What is needed is an exact copy of the line that contains "Target: wooden trophy base" and of all later lines to the end of the records below, with no other lines.

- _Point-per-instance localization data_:
*** Begin section ***

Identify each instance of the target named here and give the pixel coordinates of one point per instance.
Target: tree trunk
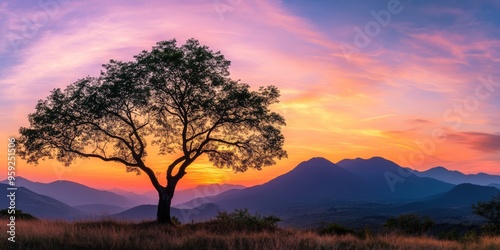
(163, 213)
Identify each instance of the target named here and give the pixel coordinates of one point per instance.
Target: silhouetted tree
(179, 99)
(490, 211)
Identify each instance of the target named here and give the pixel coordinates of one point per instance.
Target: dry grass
(121, 235)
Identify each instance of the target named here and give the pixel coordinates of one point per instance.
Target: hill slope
(456, 177)
(392, 181)
(38, 205)
(75, 194)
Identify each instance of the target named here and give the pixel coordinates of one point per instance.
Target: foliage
(490, 211)
(409, 224)
(242, 220)
(176, 221)
(335, 229)
(19, 214)
(179, 99)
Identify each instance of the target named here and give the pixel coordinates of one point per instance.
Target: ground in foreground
(43, 234)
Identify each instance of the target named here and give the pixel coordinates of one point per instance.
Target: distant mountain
(465, 195)
(75, 194)
(457, 201)
(38, 205)
(138, 198)
(148, 212)
(312, 181)
(456, 177)
(99, 209)
(392, 181)
(201, 191)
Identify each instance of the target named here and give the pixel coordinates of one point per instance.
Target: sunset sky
(416, 82)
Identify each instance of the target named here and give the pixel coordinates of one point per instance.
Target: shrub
(335, 229)
(176, 221)
(491, 212)
(409, 224)
(242, 220)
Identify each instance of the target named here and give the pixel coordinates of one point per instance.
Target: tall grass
(43, 234)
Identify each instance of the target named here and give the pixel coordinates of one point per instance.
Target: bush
(335, 229)
(409, 224)
(491, 212)
(19, 214)
(242, 220)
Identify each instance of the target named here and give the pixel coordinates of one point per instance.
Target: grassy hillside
(43, 234)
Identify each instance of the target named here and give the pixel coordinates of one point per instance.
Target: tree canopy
(179, 99)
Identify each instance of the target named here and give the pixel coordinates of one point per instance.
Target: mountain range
(456, 177)
(314, 191)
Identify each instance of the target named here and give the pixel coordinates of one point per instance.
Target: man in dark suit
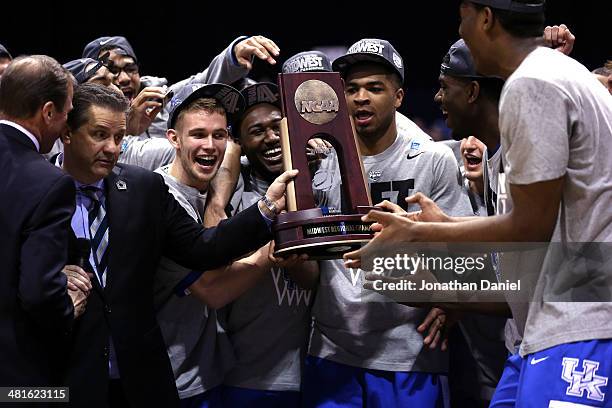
(118, 354)
(37, 203)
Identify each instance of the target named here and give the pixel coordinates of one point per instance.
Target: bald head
(29, 83)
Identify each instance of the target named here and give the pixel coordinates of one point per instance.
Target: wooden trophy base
(320, 237)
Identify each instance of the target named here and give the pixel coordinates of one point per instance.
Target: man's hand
(79, 287)
(258, 46)
(276, 191)
(79, 300)
(430, 212)
(144, 108)
(437, 324)
(389, 230)
(289, 262)
(316, 150)
(560, 38)
(78, 279)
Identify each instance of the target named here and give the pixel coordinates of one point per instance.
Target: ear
(48, 111)
(65, 135)
(399, 97)
(473, 90)
(173, 138)
(486, 19)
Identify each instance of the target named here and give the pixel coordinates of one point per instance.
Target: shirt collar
(24, 130)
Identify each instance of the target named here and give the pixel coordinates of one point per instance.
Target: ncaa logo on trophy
(313, 105)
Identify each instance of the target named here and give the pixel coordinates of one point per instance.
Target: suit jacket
(146, 223)
(36, 313)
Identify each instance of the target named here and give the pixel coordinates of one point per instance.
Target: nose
(438, 97)
(122, 78)
(111, 147)
(272, 136)
(471, 142)
(206, 143)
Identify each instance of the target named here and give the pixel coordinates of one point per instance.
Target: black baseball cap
(308, 61)
(83, 69)
(370, 50)
(262, 92)
(4, 52)
(514, 6)
(92, 50)
(231, 100)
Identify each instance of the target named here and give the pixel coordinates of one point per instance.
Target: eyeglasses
(129, 69)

*** End section ***

- _EXERCISE SOLUTION_:
Target: wooden trophy base
(320, 237)
Identify each instance of the target named here and give the pixel coordinates of one point per instance.
Target: man's hand
(79, 287)
(258, 46)
(276, 191)
(79, 300)
(430, 212)
(144, 108)
(437, 324)
(389, 230)
(289, 262)
(316, 150)
(560, 38)
(78, 279)
Identify each instance of the target named here and give the pixel coordinates of one point per instance.
Target: ear
(48, 111)
(65, 135)
(399, 97)
(473, 90)
(173, 138)
(486, 19)
Identify each instance of the target named here and give the pixel coordinates of one point per instance.
Target: shirt collar
(24, 130)
Identify each instance of the target named here and give the pixel coordinates of one point per instance.
Target: ncaa logo on trophy
(313, 105)
Identify each instance of the target named here and give the pixel coordinates of one point per instance.
Target: suit jacket
(146, 223)
(36, 313)
Identify each instance of the target named here and give the pixel coordinates of one point per instance.
Target: nose
(438, 97)
(122, 78)
(111, 147)
(272, 136)
(471, 142)
(206, 143)
Identify each instance of the target named here and give the pixel coordinates of one point per instance.
Target: black baseball cap
(308, 61)
(83, 69)
(370, 50)
(262, 92)
(4, 52)
(514, 6)
(92, 50)
(231, 100)
Identify each instance of the target named here and give the pixel coordinates of one point per instance.
Target: eyeglasses
(129, 69)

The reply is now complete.